● **Supplied text**:
Finally, plaintiffs raise a "zone of danger” theory of recovery for emotional damages, as set forth in the Court of Appeals decision in Bovsun v Sanperi (61 NY2d 219 [1984]). While that theory has been upheld in other cases involving the death of a fetus (see, e.g., Khan v Hip Hosp., 127 Misc 2d 1063 [Sup Ct, Queens County 1985]), the Fourth Department has held it inapplicable to an action by a mother against her obstetrician for damages flowing from the death of the child delivered, holding that the legal fiction of a "duty” created in zone of danger cases is unnecessary and inappropriate when a duty was already owed by defendants to the mother. (Sceusa v Mastor, 135 AD2d 117, 120 [4th Dept], lv dismissed 72 NY2d 909 [1988], supra.) Any fear of death or bodily injury to the mother can be an element of the mother’s action for physical and emotional injuries, and need not be raised as a "zone of danger” cause of action.
The plaintiff father, however, does not meet the tests for a "zone of danger” claim. He was not placed in any fear for his own life. Furthermore, he did not suffer any physical injury. For that reason, all portions of the fifth cause of action pertaining to plaintiff father are dismissed.
IV.

● **Information shown**:
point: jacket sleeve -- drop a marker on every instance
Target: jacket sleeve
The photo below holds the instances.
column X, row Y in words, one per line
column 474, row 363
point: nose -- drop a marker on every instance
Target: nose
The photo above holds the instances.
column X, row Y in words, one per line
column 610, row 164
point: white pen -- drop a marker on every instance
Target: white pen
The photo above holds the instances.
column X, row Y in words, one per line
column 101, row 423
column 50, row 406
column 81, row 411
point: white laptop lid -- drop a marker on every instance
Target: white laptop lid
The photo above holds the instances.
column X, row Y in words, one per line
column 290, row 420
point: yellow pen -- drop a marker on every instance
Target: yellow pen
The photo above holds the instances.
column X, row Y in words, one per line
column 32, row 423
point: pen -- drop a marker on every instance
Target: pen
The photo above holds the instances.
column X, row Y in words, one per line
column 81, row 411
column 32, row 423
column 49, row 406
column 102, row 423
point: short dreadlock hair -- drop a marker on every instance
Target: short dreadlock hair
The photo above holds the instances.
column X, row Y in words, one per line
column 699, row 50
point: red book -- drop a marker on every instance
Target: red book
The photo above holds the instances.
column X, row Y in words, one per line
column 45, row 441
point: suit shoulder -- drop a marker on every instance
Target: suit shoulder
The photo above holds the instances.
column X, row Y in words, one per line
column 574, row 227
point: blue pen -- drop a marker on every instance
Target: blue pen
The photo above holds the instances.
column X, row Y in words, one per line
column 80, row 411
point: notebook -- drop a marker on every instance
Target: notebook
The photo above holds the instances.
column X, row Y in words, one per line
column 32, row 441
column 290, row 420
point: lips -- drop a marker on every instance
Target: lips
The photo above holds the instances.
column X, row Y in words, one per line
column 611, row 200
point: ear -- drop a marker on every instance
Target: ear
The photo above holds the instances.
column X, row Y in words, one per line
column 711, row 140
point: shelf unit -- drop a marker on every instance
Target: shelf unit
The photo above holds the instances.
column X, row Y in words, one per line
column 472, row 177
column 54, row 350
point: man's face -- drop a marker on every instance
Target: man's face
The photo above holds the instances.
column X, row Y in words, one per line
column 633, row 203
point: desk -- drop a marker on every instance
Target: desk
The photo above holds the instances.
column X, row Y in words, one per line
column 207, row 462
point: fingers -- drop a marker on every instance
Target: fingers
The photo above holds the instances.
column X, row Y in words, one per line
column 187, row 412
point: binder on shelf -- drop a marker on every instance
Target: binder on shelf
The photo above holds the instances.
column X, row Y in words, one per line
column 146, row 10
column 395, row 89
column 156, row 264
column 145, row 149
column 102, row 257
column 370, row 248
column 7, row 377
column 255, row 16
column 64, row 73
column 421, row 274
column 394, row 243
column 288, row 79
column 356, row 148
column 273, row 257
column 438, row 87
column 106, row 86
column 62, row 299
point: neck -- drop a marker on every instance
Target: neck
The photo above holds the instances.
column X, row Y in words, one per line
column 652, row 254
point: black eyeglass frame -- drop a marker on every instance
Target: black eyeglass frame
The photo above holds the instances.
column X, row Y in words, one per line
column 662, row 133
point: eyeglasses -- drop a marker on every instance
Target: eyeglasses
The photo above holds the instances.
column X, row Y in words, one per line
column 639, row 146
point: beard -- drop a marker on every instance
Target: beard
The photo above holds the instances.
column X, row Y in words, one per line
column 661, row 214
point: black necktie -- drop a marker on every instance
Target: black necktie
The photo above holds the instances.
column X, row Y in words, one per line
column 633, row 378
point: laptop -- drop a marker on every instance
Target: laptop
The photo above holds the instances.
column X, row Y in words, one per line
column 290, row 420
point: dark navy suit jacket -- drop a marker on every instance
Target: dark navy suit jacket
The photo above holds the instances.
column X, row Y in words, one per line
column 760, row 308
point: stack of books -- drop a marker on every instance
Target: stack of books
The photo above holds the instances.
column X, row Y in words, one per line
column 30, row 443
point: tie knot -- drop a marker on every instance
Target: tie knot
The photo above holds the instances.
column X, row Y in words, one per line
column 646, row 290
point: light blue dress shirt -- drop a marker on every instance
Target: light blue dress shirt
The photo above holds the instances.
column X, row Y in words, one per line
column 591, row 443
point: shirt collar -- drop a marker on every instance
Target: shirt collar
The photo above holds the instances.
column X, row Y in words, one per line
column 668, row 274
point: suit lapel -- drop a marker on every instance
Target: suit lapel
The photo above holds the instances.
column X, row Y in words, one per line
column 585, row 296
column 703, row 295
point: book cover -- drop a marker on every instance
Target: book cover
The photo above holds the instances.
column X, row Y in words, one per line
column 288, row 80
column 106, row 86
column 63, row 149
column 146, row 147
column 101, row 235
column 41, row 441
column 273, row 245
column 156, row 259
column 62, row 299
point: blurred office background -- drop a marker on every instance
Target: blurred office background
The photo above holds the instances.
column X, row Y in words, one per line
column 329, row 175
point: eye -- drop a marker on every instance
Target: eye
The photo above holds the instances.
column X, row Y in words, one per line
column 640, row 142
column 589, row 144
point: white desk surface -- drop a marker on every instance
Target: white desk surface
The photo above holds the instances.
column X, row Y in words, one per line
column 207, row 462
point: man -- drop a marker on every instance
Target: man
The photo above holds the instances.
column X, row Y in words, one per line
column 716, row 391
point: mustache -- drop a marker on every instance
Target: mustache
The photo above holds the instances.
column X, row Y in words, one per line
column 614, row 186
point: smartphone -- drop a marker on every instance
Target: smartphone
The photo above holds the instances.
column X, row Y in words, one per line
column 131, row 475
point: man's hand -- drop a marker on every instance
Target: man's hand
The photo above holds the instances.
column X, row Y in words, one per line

● **Problem details**:
List the name of every case cited in the zone-of-danger excerpt. The records are not required here.

● **Task response**:
Bovsun v Sanperi
Khan v Hip Hosp.
Sceusa v Mastor